-------- RECORDED DATA --------
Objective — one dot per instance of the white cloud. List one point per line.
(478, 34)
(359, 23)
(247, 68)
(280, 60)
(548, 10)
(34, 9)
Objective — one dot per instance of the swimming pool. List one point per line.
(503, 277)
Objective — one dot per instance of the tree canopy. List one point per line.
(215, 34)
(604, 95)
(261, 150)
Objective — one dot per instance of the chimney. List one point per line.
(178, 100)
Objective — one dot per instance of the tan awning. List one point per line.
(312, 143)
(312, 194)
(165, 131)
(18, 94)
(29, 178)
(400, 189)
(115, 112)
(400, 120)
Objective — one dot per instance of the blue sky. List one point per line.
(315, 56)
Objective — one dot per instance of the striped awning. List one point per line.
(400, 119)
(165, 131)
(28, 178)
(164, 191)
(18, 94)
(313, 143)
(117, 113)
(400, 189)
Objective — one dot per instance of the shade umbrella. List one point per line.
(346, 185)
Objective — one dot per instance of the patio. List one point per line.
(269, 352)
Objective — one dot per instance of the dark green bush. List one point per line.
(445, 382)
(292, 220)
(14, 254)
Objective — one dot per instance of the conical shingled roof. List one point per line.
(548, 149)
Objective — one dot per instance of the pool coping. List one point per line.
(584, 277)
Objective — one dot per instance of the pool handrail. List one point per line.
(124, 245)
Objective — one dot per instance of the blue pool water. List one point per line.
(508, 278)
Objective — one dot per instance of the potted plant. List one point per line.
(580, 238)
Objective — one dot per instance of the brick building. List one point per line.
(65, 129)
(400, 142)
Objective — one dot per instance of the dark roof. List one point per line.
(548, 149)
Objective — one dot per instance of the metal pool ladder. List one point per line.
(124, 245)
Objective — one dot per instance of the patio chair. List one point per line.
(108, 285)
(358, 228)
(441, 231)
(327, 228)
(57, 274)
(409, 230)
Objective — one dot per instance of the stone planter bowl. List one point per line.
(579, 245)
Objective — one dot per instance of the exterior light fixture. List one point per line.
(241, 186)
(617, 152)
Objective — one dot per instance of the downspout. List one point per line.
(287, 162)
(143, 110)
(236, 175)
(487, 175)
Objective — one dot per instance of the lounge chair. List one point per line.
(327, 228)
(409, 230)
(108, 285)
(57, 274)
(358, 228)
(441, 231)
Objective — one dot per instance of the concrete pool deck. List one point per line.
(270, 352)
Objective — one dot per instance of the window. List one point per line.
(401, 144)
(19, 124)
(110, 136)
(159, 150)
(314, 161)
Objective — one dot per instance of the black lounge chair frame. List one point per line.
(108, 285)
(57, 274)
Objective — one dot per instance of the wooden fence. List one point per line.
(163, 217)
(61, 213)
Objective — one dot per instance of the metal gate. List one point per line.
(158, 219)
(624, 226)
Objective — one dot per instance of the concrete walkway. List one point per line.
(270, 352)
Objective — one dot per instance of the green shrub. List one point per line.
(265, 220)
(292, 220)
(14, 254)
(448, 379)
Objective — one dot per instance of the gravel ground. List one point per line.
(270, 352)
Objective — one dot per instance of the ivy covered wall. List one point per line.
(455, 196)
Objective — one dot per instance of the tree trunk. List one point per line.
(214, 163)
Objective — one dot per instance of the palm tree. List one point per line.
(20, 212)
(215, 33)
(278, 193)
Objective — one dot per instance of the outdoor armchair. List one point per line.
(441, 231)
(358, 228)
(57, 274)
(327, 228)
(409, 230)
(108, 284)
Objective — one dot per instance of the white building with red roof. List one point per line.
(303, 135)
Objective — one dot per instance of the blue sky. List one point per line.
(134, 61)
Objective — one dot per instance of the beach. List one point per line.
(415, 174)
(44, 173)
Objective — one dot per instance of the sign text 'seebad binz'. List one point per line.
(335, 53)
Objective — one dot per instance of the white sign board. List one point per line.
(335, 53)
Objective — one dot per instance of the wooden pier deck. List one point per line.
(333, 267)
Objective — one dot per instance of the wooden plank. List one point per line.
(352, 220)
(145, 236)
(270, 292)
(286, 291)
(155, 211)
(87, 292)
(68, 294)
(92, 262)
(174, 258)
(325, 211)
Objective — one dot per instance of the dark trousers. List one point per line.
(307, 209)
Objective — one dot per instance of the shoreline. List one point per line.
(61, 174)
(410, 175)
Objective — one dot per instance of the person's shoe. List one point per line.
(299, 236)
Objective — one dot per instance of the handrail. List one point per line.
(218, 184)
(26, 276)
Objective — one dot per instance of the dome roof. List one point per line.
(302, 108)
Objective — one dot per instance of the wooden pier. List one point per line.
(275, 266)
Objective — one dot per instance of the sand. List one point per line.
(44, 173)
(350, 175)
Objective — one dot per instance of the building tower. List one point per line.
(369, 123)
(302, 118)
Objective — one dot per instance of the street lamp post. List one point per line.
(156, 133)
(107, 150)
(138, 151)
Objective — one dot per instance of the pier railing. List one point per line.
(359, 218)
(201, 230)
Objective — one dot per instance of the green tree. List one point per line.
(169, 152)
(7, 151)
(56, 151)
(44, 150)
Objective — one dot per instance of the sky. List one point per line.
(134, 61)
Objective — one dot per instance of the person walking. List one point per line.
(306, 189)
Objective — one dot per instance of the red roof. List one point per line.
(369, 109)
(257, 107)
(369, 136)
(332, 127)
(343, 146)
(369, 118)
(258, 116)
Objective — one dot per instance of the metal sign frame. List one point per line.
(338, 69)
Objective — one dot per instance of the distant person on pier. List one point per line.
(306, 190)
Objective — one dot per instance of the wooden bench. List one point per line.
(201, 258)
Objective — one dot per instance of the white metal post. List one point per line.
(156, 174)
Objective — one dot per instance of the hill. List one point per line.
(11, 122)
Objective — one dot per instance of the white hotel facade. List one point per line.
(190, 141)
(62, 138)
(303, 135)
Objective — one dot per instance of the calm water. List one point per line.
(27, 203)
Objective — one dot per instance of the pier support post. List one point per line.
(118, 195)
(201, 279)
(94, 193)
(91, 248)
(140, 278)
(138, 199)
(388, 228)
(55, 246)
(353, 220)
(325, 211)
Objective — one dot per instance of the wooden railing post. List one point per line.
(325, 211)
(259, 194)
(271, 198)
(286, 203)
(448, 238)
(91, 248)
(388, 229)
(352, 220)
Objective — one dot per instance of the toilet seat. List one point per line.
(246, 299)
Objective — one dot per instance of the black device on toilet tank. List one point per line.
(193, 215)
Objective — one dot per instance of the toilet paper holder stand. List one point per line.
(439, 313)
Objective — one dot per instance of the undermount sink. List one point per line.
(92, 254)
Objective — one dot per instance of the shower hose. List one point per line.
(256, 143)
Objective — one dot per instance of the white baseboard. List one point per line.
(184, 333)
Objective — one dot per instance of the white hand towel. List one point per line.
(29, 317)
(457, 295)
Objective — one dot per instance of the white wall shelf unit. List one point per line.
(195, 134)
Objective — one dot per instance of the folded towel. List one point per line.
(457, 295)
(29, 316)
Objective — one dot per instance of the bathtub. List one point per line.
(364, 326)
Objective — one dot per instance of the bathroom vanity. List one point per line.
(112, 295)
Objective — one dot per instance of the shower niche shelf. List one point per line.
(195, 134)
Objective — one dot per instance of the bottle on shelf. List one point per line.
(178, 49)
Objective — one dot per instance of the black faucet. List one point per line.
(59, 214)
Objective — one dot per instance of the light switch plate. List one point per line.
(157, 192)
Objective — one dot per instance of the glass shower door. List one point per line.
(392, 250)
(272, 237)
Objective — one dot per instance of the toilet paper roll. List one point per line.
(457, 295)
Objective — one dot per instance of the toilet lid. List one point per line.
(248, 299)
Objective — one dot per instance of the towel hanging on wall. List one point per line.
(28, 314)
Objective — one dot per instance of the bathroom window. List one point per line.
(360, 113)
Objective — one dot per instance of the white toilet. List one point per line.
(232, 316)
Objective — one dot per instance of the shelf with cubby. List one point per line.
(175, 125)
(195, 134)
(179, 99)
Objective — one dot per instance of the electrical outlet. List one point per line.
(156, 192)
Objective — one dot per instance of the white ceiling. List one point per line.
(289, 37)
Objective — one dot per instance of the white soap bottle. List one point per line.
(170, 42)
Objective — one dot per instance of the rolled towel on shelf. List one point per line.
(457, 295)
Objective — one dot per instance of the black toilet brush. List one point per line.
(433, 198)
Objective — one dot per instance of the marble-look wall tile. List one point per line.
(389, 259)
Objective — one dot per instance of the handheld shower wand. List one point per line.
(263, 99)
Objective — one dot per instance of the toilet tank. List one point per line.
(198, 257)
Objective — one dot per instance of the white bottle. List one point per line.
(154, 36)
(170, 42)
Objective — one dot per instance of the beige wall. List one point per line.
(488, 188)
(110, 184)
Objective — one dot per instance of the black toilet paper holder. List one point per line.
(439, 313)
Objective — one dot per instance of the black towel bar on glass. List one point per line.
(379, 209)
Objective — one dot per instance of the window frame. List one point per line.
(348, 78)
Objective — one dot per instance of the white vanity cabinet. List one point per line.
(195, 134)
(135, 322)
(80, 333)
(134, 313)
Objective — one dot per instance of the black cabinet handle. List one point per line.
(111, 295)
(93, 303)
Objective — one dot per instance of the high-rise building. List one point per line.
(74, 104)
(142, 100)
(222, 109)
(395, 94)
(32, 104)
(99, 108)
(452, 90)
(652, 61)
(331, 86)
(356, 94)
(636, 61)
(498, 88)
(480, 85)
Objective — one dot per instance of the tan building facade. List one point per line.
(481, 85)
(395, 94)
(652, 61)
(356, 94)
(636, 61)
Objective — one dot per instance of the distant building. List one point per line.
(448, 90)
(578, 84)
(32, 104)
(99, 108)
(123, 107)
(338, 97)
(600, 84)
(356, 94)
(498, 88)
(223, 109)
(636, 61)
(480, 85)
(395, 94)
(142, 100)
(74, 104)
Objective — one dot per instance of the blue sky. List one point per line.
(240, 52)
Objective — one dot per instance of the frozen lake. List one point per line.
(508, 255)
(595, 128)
--------
**TASK PROMPT**
Output the line holding "Objective — one dot per instance of the black toilet paper", then every later line through the end of the records above, exactly as given and nothing else.

**RESULT OF THIS TASK**
Objective — one dot per instance of the black toilet paper holder. List one point per line.
(439, 313)
Objective — one dot per instance of the black towel bar on glass. List one point per line.
(379, 209)
Objective — one dot per instance of the window frame. List one point per line.
(348, 78)
Objective — one dot per instance of the white vanity cabinet. List one point per line.
(195, 134)
(135, 322)
(80, 333)
(134, 313)
Objective — one dot per instance of the black cabinet handle. List one point per line.
(111, 295)
(93, 303)
Objective — one dot per instance of the high-rise building. List one point per line.
(74, 104)
(142, 100)
(222, 109)
(395, 94)
(32, 104)
(99, 108)
(452, 90)
(652, 61)
(331, 86)
(356, 94)
(636, 61)
(498, 88)
(480, 85)
Objective — one dot per instance of the tan building facade. List one point per line.
(481, 85)
(395, 94)
(652, 61)
(356, 94)
(636, 61)
Objective — one dot per instance of the distant building. List one point per line.
(448, 90)
(578, 84)
(32, 104)
(99, 108)
(123, 107)
(338, 97)
(600, 84)
(356, 94)
(498, 88)
(223, 109)
(636, 61)
(480, 85)
(395, 94)
(142, 100)
(74, 104)
Objective — one dot per instance of the blue sky. List one point per line.
(240, 52)
Objective — one dot per instance of the frozen lake. List one point per line.
(508, 255)
(595, 128)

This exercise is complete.